Passage to read>
Generally speaking, the lack of specificity in user communication with GenAI increases the likelihood of the agent predicting incorrect outputs. This is a recognized problem across many (if not all) GenAI products but also an opportunity for some to stand out over something that is definitely solvable or at least significantly controllable.
There are a number of strategies that GenAI development can take in order to progressively identify these situations of indetermination and therefore ambiguity that, if coupled with the right user-centered approach, could reduce this inherent setback. Good news is, there are promising approaches proposed by NN group as well as “Co-pilot” features that are already experimenting with ways to proactively drive users to solve for that issue.
In this article I focused on a specific use case (of many) which I believe could be a low-hanging fruit worth looking at for most GenAIs: Polysemy.
In simple terms, Polysemy refers to the phenomenon where words have multiple meanings depending on the context, like for example ‘light’ as a level of mass density or as perception of electromagnetic radiation. “This bag is light” or “turn off the light”. These apply to nouns, adjectives, verbs and even acronyms.

Record set>
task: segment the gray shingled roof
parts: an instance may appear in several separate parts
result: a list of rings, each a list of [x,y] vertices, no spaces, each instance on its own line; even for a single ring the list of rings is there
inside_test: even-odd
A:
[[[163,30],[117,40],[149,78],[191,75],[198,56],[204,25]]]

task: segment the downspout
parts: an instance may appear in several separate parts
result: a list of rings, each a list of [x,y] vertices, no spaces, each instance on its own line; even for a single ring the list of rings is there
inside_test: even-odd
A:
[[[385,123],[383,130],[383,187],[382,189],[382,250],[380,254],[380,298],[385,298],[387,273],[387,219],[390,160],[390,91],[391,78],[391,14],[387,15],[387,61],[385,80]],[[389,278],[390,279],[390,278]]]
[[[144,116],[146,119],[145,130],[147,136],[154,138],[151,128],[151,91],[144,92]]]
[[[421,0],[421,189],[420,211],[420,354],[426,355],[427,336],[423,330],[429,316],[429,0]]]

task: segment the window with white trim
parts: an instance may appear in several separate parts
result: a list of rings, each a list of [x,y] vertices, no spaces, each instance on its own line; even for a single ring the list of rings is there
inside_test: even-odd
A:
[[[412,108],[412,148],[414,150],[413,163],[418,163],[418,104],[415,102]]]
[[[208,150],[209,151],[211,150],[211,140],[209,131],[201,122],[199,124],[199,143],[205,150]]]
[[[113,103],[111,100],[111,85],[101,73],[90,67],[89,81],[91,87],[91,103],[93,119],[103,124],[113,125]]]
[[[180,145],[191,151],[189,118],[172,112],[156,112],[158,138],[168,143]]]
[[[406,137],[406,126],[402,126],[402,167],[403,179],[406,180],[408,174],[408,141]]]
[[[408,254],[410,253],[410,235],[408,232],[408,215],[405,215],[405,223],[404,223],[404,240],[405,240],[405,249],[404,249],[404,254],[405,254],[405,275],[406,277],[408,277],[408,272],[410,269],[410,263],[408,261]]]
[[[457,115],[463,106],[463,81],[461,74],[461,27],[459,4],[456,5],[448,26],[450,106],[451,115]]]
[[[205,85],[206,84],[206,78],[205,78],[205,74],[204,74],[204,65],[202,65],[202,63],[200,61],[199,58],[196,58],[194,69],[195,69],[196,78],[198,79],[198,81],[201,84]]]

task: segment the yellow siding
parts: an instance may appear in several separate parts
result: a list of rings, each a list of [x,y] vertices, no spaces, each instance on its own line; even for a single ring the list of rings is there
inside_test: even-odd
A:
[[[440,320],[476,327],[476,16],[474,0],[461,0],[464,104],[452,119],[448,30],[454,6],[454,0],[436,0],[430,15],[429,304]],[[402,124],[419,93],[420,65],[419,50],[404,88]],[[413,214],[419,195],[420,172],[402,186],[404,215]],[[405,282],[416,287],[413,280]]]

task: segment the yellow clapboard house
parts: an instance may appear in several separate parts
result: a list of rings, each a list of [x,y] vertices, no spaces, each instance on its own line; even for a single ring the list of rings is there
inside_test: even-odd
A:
==
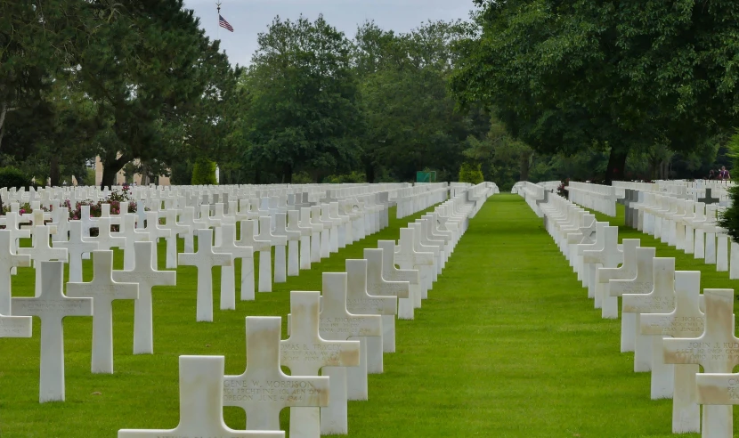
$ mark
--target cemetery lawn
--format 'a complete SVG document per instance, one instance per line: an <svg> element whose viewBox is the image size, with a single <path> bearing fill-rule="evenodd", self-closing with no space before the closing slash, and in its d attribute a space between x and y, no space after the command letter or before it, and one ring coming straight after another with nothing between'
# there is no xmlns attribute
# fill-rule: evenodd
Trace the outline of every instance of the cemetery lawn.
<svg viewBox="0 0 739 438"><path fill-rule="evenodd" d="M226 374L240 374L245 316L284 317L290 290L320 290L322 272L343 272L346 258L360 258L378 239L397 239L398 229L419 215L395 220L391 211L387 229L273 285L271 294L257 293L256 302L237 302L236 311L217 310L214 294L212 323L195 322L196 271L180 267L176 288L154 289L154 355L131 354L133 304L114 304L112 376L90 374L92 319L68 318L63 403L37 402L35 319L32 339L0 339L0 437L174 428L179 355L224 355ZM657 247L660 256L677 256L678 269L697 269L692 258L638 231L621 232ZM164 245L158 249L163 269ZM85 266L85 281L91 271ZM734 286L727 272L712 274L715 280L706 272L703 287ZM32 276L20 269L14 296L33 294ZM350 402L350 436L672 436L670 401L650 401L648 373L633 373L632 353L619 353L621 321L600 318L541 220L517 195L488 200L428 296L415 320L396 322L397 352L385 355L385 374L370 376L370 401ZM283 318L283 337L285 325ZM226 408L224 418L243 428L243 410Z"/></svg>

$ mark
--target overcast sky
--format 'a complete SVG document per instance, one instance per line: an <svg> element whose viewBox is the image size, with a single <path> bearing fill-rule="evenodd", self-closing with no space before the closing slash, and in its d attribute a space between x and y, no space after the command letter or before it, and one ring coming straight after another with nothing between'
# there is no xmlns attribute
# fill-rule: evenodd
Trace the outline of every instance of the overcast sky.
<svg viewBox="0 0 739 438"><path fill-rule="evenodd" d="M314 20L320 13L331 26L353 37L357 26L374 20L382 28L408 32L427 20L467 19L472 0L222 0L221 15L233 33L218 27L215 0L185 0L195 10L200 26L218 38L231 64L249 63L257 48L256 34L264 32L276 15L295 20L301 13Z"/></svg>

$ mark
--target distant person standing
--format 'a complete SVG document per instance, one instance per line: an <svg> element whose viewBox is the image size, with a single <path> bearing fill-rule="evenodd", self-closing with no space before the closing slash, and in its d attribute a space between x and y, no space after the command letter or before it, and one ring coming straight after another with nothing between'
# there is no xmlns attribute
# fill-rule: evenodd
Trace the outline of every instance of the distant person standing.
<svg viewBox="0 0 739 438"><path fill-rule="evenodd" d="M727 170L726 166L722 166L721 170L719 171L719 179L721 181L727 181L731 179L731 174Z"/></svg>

Required tasks>
1. According to the text on polysemy in GenAI, what kinds of words does polysemy apply to? List every one.
2. Rewrite the text on polysemy in GenAI from "There are a" to "for that issue.", changing "strategies" to "methods".
The lines have no connection to the text on polysemy in GenAI.

Solutions below>
1. Nouns, adjectives, verbs, and acronyms.

2.
There are a number of methods that GenAI development can take in order to progressively identify these situations of indetermination and therefore ambiguity that, if coupled with the right user-centered approach, could reduce this inherent setback. Good news is, there are promising approaches proposed by NN group as well as “Co-pilot” features that are already experimenting with ways to proactively drive users to solve for that issue.